» Extrait du document:
Que diriez-vous de payer une taxe de 10 ct. par centimètre cube de chaque réfrigérateur vendu pour amortir les coûts du vol à l’étalage ? Naturellement, chacun d’entre nous considérerait cela comme du vol organisé, comme le report sur les honnêtes citoyens des méfaits des autres.
C’est pourtant ce que pratique l’organisme de redistribution des droits d’auteur, qui prélève une taxe relativement importante sur l’acquisition de chaque objet qui pourrait permettre de diffuser de la musique. Les sociétés de droit d’auteurs proposent et sont sur le point d’obtenir l’extension de cet impôt à tous les appareils qui permettent de diffuser de la musique, à savoir les téléphones portables, les tablettes numériques, les clés USB. On peut imaginer à terme que la taxe frappera aveuglément les consoles de jeux vidéo, les télévisions, les autoradios et, vu l’omniprésence de la technologie dans notre quotidien, on peut s’attendre à terme une taxe similaire sur les appareils électroménagers.
Ces objets sont multifonctions et la musique n’est qu’une possibilité d’exploitation parmi des milliers d’autres. Ils sont notamment utilisés massivement dans le milieu professionnel et il n’est pas incongru d’imaginer qu’un téléphone portable puisse servir à tout autre chose qu’à écouter de la musique. Pourtant, il sera prochainement taxé pour compenser le préjudice que la copie fait subir aux artistes.

» Données fournies:

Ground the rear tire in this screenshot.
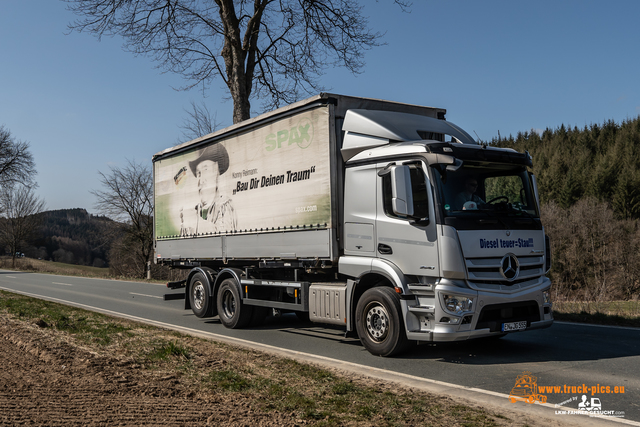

» Exercice:
Dans l'extrait sur la taxe au profit du droit d'auteur, relevez tous les appareils auxquels, selon le texte, les sociétés de droit d'auteur sont sur le point d'obtenir l'extension de l'impôt.

» Résultat de l'exercice:
- les téléphones portables
- les tablettes numériques
- les clés USB